(Stored records)

▬▬▬▬▬▬

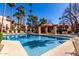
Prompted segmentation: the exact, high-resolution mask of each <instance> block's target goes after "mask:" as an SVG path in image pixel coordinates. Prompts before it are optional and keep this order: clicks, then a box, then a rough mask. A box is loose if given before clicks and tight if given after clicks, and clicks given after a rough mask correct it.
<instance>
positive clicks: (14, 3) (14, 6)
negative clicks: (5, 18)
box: [8, 3, 15, 18]
mask: <svg viewBox="0 0 79 59" xmlns="http://www.w3.org/2000/svg"><path fill="white" fill-rule="evenodd" d="M8 6H9V7H10V18H12V8H13V7H15V3H8Z"/></svg>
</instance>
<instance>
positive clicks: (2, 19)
mask: <svg viewBox="0 0 79 59" xmlns="http://www.w3.org/2000/svg"><path fill="white" fill-rule="evenodd" d="M5 13H6V3H4V9H3V14H2V27H1V32H3V30H2V28H3V20H4V15H5Z"/></svg>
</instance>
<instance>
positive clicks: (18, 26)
mask: <svg viewBox="0 0 79 59" xmlns="http://www.w3.org/2000/svg"><path fill="white" fill-rule="evenodd" d="M13 16H15V17H16V18H17V19H18V29H17V30H19V20H20V13H19V12H16V13H15V14H14V15H13Z"/></svg>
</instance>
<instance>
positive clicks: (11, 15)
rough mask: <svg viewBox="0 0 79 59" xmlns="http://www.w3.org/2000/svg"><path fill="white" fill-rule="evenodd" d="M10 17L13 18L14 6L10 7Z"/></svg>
mask: <svg viewBox="0 0 79 59" xmlns="http://www.w3.org/2000/svg"><path fill="white" fill-rule="evenodd" d="M10 18H11V19H12V7H10Z"/></svg>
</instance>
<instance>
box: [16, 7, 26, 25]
mask: <svg viewBox="0 0 79 59" xmlns="http://www.w3.org/2000/svg"><path fill="white" fill-rule="evenodd" d="M17 10H18V12H19V13H20V24H21V23H22V22H23V18H24V16H25V8H24V7H23V6H19V7H17Z"/></svg>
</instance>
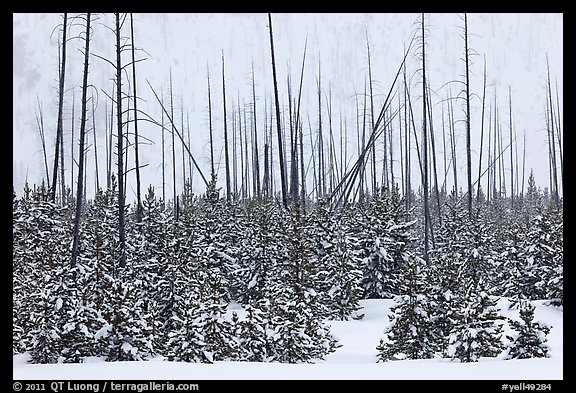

▬▬▬▬▬▬

Directions: Duplicate all of the rows above line for line, leaving out the pictures.

Result:
Prompted segmentation: the exact, high-resolution mask of each <instance> block's target goes after "mask:" as an SVG path in image pixel coordinates. Prompts before it are optional and keep this order: clicks, then a box, then a rough mask. A box is loose if given before clicks and tight if given after clicks, and clicks given after a rough mask correct it.
<instance>
positive clicks: (14, 3) (14, 6)
negative clicks: (5, 18)
box: [8, 3, 15, 18]
mask: <svg viewBox="0 0 79 59" xmlns="http://www.w3.org/2000/svg"><path fill="white" fill-rule="evenodd" d="M8 6H9V7H10V18H12V8H13V7H15V3H8Z"/></svg>
</instance>
<instance>
positive clicks: (2, 19)
mask: <svg viewBox="0 0 79 59" xmlns="http://www.w3.org/2000/svg"><path fill="white" fill-rule="evenodd" d="M5 13H6V3H4V9H3V14H2V27H1V32H3V30H2V28H3V20H4V15H5Z"/></svg>
</instance>
<instance>
positive clicks: (18, 26)
mask: <svg viewBox="0 0 79 59" xmlns="http://www.w3.org/2000/svg"><path fill="white" fill-rule="evenodd" d="M13 16H15V17H16V18H17V19H18V29H17V30H19V20H20V13H19V12H16V13H15V14H14V15H13Z"/></svg>
</instance>
<instance>
positive clicks: (11, 15)
rough mask: <svg viewBox="0 0 79 59" xmlns="http://www.w3.org/2000/svg"><path fill="white" fill-rule="evenodd" d="M10 17L13 18L14 6L10 7Z"/></svg>
mask: <svg viewBox="0 0 79 59" xmlns="http://www.w3.org/2000/svg"><path fill="white" fill-rule="evenodd" d="M10 18H11V19H12V7H10Z"/></svg>
</instance>
<instance>
box: [16, 7, 26, 25]
mask: <svg viewBox="0 0 79 59" xmlns="http://www.w3.org/2000/svg"><path fill="white" fill-rule="evenodd" d="M17 10H18V12H19V13H20V24H21V23H22V22H23V18H24V16H25V8H24V7H23V6H19V7H17Z"/></svg>
</instance>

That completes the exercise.